# RECORDS TO PROCESS
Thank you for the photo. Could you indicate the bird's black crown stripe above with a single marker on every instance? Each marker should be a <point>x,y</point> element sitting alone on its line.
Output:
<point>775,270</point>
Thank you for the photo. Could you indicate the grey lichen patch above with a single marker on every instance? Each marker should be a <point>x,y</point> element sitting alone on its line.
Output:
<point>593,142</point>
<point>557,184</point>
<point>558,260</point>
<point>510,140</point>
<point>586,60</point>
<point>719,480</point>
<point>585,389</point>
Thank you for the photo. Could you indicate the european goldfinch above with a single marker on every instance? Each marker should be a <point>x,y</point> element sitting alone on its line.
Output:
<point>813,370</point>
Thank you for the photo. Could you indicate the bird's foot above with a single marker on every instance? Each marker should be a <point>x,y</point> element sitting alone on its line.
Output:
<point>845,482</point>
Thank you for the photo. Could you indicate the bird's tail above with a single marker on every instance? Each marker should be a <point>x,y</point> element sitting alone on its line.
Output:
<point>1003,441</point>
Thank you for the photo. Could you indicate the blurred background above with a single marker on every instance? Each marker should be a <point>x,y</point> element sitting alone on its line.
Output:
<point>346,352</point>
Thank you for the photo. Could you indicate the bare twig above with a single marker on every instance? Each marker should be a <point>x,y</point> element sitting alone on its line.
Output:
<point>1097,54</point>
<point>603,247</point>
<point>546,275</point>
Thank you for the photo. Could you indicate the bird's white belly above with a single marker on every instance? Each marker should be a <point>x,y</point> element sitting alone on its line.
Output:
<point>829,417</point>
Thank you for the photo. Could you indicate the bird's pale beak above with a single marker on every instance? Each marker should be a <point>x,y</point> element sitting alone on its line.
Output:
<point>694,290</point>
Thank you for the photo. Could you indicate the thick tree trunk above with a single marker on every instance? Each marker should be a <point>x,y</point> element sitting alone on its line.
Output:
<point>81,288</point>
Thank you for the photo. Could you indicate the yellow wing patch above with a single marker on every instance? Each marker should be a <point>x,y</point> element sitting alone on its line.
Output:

# PROBLEM DETAILS
All of the records above should be transcribed exactly.

# EXPECTED ANSWER
Thank you for the photo. Could you indicate the bird's black crown stripe above with a single marker on every instance? Each marker should be a <point>x,y</point> element sitting alone on its line.
Output:
<point>775,270</point>
Thank you for the photo. Could you indicate the grey lichen patch above with a single marker on every instance? Each marker should be a <point>x,y</point> element sitting alone on its line.
Output:
<point>593,142</point>
<point>557,184</point>
<point>558,260</point>
<point>510,140</point>
<point>586,60</point>
<point>719,480</point>
<point>585,389</point>
Thank you for the photo. Could you indicate the european goldfinch above with a single marker on every instance? Each marker should be a <point>x,y</point> element sitting alone on its line.
Output:
<point>813,370</point>
Thank you for the photo. Could you indicate the bird's foot above with a single marker on every instance? Each marker should be a <point>x,y</point> element sitting alone on its line.
Output:
<point>845,482</point>
Thank you for the photo. Could you indicate the bird's tail above with a single marker on every instance? Each marker should be a <point>x,y</point> element sitting alone on its line.
Output:
<point>1003,441</point>
Thank you for the photo. Could you indicate the blurred background above with a single marker on every instance? Each marker should be a <point>x,y</point> element sitting alone on its line.
Output:
<point>346,352</point>
Thank you for the photo. Could you indicate the bare twig above with a single marker on every instance? Each marker should be a <point>x,y</point> element sitting alone on its line.
Output:
<point>1097,54</point>
<point>603,247</point>
<point>546,275</point>
Thank you for the photo. Could you indicate the bird's white belly above with a single marker on every instance? Each marker should be a <point>x,y</point> element sitting alone on its line.
Output:
<point>829,417</point>
Thank you for the photo. Could you indicate the bird's pale beak above with a single marker on every instance? Each marker should be a <point>x,y</point> element sitting alone on its line.
Output:
<point>694,290</point>
Thank you for the photo. Could you indicate the thick tree trunk above with a single marker on every instance? Each marker should be a <point>x,y</point> element sitting alone on its line.
Output:
<point>81,288</point>
Thank you for the photo. Could you indicate the yellow wing patch above with a single marker on every instance? Each marker should be a <point>x,y</point> element sitting alone on its line.
Output:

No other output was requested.